▸ Instruções:
[1] Indique se cada afirmação abaixo está de acordo com o trecho sobre Atenas, respondendo sim ou não e citando as palavras do trecho que decidem a questão.
(a) Os magistrados encarregados da guerra eram chamados polemarcas.
(b) O conselho que aplicava a justiça reunia-se em uma planície.
(c) Os comerciantes enriqueceram com o comércio nos séculos IX e VIII a.C.
[2] No trecho sobre Atenas, reescreva a parte que começa em "em uma colina" e segue até "escravizados por dívida.", trocando "camponeses" por "agricultores".

Durante muitos séculos (ix-vi a.C.), Atenas viveu sob o regime

aristocrático, a terra estava nas mãos de poucos, os eupátridas ("bem nascidos")

ou nobres. Houve a substituição dos reis pelos magistrados encarregados da

guerra (denominados polemarcas) e de outros assuntos (os arcontes, em número

de nove, eleitos a cada [pág. 032] ano). Havia, ainda, um conselho que se reunia

em uma colina chamada Areópago e somente estes aplicavam a justiça e

administravam de acordo com seus interesses. Os pobres em geral, pequenos

camponeses e artesãos, passavam por grande penúria e, endividados, eram

mesmo escravizados por dívida.

Entretanto, conforme Atenas aumentava seus contatos com o mundo

mediterrâneo, crescia o poder econômico de parte do povo ateniense, chamado

de demos, em especial, os comerciantes, que se enriqueceram com o comércio

nos séculos VII e VI a.C. Sendo assim, os aristocratas passaram a ser

pressionados para fazer concessões políticas.

▸ Dados registrados:
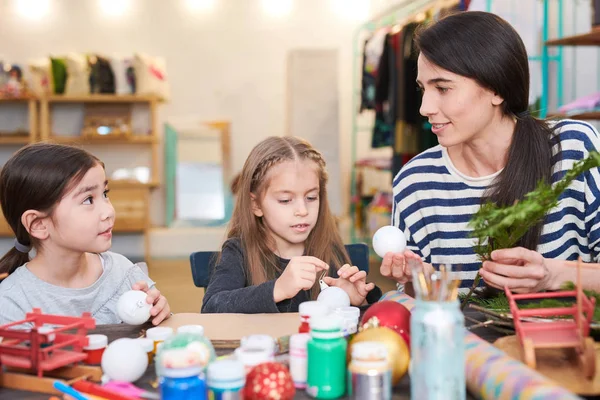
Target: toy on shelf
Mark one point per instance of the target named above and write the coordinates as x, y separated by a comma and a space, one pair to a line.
561, 334
27, 354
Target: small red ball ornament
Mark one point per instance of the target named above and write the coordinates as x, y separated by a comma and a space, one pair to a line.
390, 314
269, 381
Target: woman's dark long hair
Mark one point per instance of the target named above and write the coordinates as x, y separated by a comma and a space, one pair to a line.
487, 49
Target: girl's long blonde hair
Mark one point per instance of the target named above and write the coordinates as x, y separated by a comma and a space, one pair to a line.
323, 242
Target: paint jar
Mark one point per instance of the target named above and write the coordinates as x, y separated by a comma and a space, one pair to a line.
326, 349
437, 348
225, 380
158, 335
370, 372
197, 329
350, 316
299, 359
182, 383
259, 342
95, 349
252, 356
51, 337
310, 309
148, 346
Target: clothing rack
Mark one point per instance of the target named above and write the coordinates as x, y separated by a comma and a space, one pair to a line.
407, 11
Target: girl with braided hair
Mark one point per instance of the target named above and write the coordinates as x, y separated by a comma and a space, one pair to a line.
282, 236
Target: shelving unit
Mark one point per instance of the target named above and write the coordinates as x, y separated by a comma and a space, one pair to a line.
23, 138
591, 38
131, 199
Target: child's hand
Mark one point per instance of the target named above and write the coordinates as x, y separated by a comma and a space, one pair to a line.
300, 274
353, 281
161, 309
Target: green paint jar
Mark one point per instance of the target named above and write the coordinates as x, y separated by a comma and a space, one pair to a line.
326, 358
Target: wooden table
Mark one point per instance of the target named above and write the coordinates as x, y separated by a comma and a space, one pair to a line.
401, 391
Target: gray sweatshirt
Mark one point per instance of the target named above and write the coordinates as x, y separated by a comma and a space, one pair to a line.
230, 292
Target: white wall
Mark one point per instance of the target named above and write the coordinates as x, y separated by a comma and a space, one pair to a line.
228, 62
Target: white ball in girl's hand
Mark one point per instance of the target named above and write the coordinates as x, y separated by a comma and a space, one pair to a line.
124, 360
132, 307
334, 297
388, 239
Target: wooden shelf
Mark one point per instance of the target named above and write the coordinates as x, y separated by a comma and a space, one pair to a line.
133, 139
586, 116
100, 98
120, 183
587, 39
20, 99
14, 139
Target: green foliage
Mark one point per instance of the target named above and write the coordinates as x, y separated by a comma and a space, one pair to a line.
497, 227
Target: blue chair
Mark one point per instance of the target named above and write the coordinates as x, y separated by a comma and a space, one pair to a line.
203, 262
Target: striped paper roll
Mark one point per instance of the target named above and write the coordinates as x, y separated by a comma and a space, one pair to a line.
492, 374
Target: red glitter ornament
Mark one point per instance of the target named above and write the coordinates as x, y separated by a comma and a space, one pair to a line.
269, 381
390, 314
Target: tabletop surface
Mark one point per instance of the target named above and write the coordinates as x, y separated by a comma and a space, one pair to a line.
401, 391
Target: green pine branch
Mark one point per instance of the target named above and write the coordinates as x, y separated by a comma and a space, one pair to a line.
496, 227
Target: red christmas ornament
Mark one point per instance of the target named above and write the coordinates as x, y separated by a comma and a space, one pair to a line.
390, 314
269, 381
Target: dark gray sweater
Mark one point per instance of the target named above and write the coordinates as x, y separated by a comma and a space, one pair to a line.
229, 291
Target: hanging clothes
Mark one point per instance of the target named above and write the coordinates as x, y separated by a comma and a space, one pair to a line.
372, 51
385, 94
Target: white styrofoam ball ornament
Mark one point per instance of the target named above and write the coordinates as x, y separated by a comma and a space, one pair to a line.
132, 307
124, 360
388, 239
334, 297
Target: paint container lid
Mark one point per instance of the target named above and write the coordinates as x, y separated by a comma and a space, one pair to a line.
96, 342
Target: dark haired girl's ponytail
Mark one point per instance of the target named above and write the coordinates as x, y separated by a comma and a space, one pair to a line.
15, 257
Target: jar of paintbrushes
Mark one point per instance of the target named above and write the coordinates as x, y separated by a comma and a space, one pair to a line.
437, 368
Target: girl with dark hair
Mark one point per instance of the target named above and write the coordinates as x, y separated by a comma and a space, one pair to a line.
55, 199
474, 74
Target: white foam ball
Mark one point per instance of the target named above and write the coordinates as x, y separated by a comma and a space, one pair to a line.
334, 297
124, 360
388, 239
132, 307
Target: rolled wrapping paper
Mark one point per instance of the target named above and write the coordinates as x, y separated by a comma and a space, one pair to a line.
492, 374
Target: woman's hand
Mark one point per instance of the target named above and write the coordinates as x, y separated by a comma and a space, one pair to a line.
519, 269
396, 266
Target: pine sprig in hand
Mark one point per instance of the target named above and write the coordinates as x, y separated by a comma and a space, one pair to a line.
497, 227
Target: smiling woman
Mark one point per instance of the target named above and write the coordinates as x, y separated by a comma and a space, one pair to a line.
473, 71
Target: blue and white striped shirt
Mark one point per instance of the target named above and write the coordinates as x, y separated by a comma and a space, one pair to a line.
433, 203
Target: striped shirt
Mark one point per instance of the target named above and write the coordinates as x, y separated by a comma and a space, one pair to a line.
433, 203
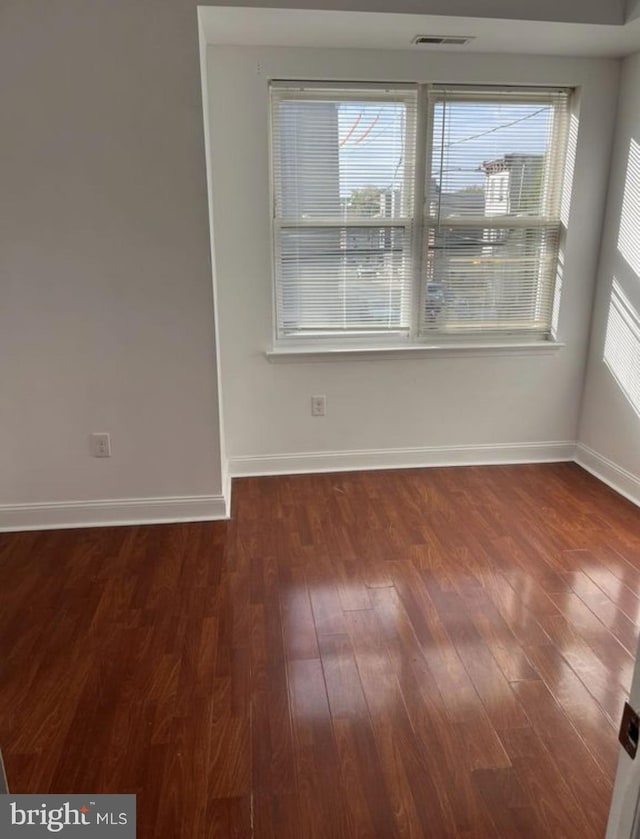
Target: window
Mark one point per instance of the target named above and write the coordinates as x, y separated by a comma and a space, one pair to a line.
415, 213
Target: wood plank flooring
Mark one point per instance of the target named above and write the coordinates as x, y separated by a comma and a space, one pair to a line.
433, 653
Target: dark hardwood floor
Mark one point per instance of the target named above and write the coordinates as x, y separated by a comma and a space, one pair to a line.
434, 653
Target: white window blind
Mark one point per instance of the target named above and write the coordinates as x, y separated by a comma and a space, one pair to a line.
492, 215
415, 212
343, 180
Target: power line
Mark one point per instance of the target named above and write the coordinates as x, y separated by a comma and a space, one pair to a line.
497, 128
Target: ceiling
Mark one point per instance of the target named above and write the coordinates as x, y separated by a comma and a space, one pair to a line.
250, 26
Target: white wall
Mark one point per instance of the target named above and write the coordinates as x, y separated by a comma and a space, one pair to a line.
576, 11
106, 308
497, 406
610, 425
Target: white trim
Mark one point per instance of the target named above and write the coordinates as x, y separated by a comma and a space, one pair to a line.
362, 460
120, 511
619, 479
305, 353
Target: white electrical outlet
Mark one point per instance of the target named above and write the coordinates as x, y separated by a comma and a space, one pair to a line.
318, 406
100, 445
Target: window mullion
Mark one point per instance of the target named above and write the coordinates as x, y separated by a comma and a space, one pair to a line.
421, 173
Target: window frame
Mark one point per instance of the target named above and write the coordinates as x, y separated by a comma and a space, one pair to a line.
417, 341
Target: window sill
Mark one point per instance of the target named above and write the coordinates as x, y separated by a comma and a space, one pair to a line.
278, 355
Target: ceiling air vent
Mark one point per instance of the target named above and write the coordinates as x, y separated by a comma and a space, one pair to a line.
449, 40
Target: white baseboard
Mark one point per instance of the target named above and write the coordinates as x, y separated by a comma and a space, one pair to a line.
610, 473
121, 511
132, 511
353, 461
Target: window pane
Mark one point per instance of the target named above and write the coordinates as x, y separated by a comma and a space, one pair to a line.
336, 280
491, 159
489, 279
342, 159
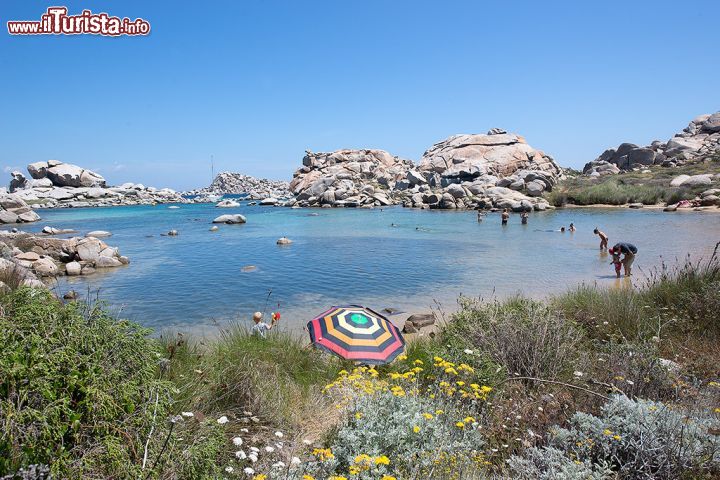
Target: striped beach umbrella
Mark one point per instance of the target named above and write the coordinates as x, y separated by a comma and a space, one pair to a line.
356, 333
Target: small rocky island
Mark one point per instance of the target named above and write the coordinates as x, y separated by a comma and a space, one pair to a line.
55, 184
493, 170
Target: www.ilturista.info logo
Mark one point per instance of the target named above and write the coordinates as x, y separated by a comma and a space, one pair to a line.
57, 22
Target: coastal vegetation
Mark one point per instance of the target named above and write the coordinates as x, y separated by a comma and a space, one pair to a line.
593, 383
650, 186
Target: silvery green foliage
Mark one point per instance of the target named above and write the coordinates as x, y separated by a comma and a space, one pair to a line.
639, 440
549, 463
382, 424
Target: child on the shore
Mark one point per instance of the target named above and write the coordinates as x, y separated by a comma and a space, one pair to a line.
616, 261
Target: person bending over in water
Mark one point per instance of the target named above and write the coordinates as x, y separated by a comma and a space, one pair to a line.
261, 328
617, 263
603, 238
629, 251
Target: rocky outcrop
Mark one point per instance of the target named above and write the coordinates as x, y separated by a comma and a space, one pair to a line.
236, 183
349, 178
494, 170
13, 209
57, 184
698, 141
50, 257
230, 219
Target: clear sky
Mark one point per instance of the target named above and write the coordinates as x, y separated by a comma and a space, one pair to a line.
255, 83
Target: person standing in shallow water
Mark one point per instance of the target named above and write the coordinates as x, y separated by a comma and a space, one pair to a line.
629, 251
603, 238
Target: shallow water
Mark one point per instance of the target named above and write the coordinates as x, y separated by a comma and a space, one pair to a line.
339, 256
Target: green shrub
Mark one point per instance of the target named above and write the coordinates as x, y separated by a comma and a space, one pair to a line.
274, 377
638, 439
75, 385
523, 336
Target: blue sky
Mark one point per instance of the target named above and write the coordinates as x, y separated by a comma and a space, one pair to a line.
256, 83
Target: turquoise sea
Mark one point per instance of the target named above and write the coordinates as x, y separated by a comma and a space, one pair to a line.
409, 260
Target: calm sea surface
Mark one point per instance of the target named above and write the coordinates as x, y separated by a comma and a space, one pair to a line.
196, 280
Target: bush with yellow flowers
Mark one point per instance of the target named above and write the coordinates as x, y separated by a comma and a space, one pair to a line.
630, 439
401, 424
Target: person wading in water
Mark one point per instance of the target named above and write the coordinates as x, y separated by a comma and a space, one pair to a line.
603, 238
629, 251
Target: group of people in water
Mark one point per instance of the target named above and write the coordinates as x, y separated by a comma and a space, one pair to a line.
623, 253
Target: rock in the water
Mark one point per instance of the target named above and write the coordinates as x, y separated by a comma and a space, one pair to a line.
68, 175
422, 319
98, 234
45, 267
70, 295
230, 219
72, 269
228, 203
107, 262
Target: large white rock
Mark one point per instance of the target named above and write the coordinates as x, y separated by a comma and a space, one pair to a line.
45, 267
230, 219
68, 175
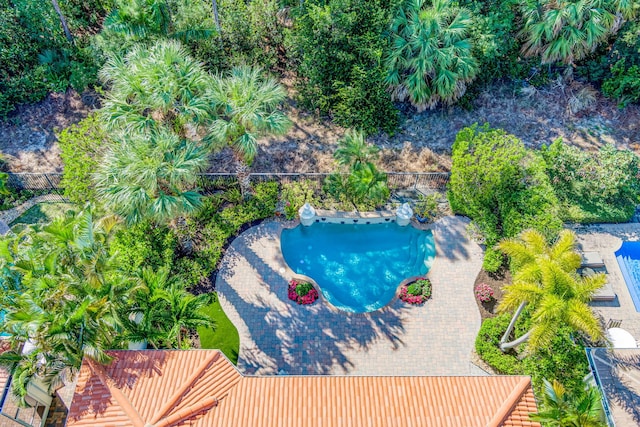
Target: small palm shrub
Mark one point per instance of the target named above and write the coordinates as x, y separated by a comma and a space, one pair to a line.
430, 59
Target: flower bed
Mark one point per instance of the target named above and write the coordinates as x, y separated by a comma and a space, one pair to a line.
302, 292
416, 292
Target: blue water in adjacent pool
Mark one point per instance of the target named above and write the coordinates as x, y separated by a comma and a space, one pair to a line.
358, 266
628, 257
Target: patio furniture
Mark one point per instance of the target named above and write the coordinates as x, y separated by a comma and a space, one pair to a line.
605, 293
591, 259
621, 338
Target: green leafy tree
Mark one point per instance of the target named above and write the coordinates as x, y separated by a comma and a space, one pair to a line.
153, 87
545, 278
82, 146
247, 106
430, 59
151, 176
501, 185
563, 408
339, 47
358, 182
567, 31
62, 296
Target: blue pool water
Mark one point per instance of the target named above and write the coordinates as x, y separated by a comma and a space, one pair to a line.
358, 266
628, 257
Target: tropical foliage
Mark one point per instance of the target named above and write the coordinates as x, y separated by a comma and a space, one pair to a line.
151, 176
155, 86
501, 185
567, 31
545, 279
247, 106
579, 408
430, 59
358, 182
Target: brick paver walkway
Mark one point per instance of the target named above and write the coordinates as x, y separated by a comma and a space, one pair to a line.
277, 336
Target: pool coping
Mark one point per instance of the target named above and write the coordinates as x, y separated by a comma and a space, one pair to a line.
290, 224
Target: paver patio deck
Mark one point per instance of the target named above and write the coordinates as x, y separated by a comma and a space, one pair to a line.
277, 336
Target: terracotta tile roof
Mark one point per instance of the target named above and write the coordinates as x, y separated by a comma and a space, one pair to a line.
201, 388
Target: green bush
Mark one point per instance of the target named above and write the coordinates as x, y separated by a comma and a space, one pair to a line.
144, 245
600, 186
501, 185
82, 146
488, 346
337, 48
493, 260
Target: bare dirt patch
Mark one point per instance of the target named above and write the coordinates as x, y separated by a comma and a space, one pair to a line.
27, 138
422, 144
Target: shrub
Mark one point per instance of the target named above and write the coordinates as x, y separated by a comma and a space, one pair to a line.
302, 292
501, 185
594, 187
484, 292
338, 45
82, 146
416, 292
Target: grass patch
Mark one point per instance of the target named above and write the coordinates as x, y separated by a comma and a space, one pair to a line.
43, 213
225, 336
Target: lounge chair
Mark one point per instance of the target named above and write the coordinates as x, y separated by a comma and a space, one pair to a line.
591, 259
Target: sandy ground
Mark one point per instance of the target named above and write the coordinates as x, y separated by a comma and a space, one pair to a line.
423, 143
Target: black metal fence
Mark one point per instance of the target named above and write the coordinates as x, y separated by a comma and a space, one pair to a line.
212, 181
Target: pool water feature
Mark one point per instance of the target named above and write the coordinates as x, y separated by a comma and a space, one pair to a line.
358, 267
628, 257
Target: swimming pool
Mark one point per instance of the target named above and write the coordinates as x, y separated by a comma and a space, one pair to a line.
358, 266
628, 257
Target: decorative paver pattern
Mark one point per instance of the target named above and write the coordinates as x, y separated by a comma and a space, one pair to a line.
607, 239
280, 337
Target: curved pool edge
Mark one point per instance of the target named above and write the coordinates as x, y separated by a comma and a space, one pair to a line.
291, 274
633, 286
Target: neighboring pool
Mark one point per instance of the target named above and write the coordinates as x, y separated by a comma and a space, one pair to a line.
628, 257
358, 266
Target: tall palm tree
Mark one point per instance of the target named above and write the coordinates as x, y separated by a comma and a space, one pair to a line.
154, 87
545, 278
560, 408
151, 176
566, 31
430, 59
247, 104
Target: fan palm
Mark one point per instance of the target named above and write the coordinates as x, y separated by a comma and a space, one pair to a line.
546, 279
154, 87
247, 105
561, 408
151, 176
430, 58
567, 31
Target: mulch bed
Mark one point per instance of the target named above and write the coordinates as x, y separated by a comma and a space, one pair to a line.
496, 281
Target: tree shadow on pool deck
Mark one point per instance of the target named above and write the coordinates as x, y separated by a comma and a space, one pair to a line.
297, 339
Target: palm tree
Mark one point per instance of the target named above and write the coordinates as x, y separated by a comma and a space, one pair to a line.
580, 408
247, 105
154, 87
151, 176
566, 31
545, 278
430, 58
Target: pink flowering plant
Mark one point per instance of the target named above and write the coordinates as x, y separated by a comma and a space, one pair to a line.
302, 292
484, 293
416, 292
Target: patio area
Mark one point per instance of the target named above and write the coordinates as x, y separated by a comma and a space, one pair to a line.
606, 239
280, 337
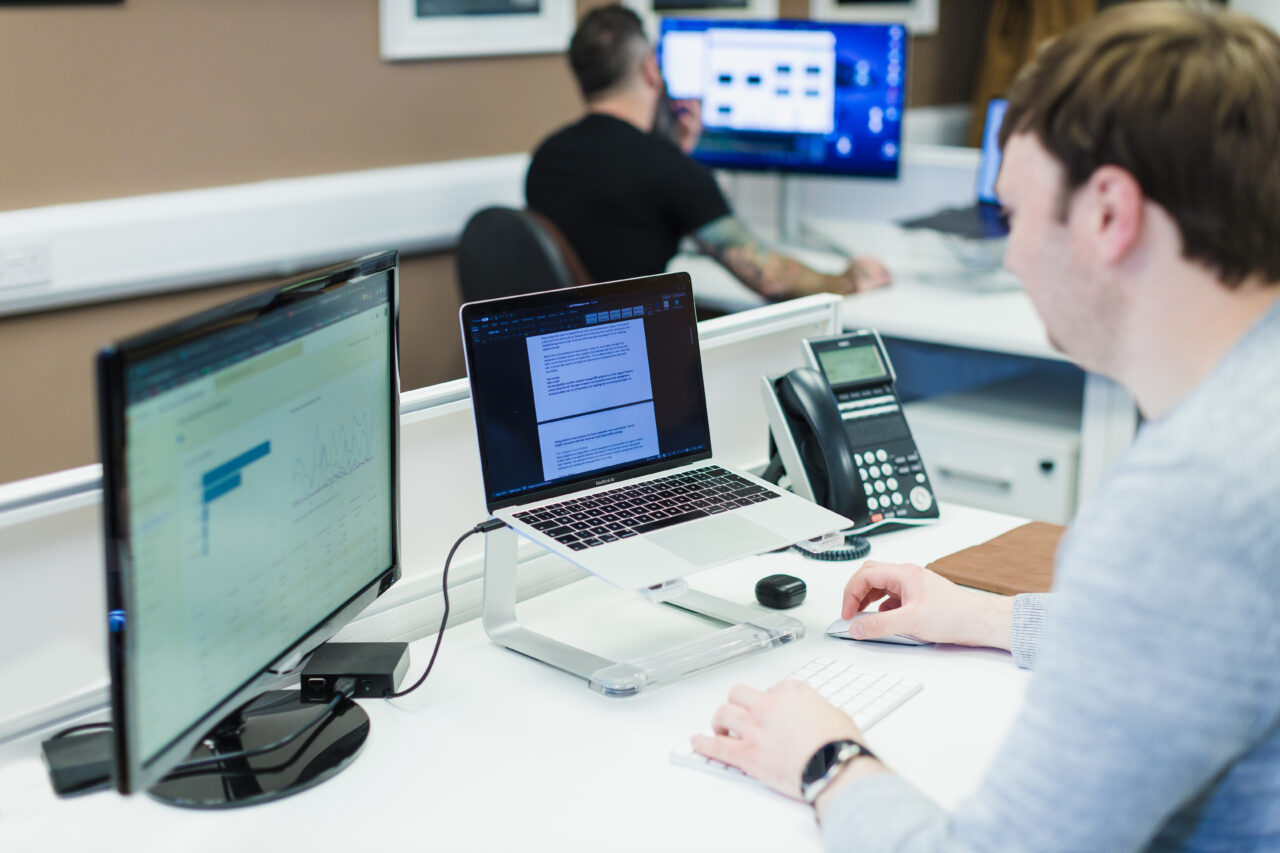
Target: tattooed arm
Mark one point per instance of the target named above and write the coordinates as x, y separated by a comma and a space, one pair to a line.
775, 276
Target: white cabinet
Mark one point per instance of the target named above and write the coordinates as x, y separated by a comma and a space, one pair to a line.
1011, 447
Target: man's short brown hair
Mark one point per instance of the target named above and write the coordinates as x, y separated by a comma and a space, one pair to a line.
606, 49
1184, 99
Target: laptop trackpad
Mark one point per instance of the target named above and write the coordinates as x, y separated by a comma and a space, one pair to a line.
707, 541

▸ Respostas na ordem:
[1]
(a) Sim: "guerra (denominados polemarcas)".
(b) Não: "um conselho que se reunia em uma colina chamada Areópago".
(c) Não: "que se enriqueceram com o comércio nos séculos VII e VI a.C."

[2]
em uma colina chamada Areópago e somente estes aplicavam a justiça e

administravam de acordo com seus interesses. Os pobres em geral, pequenos

agricultores e artesãos, passavam por grande penúria e, endividados, eram

mesmo escravizados por dívida.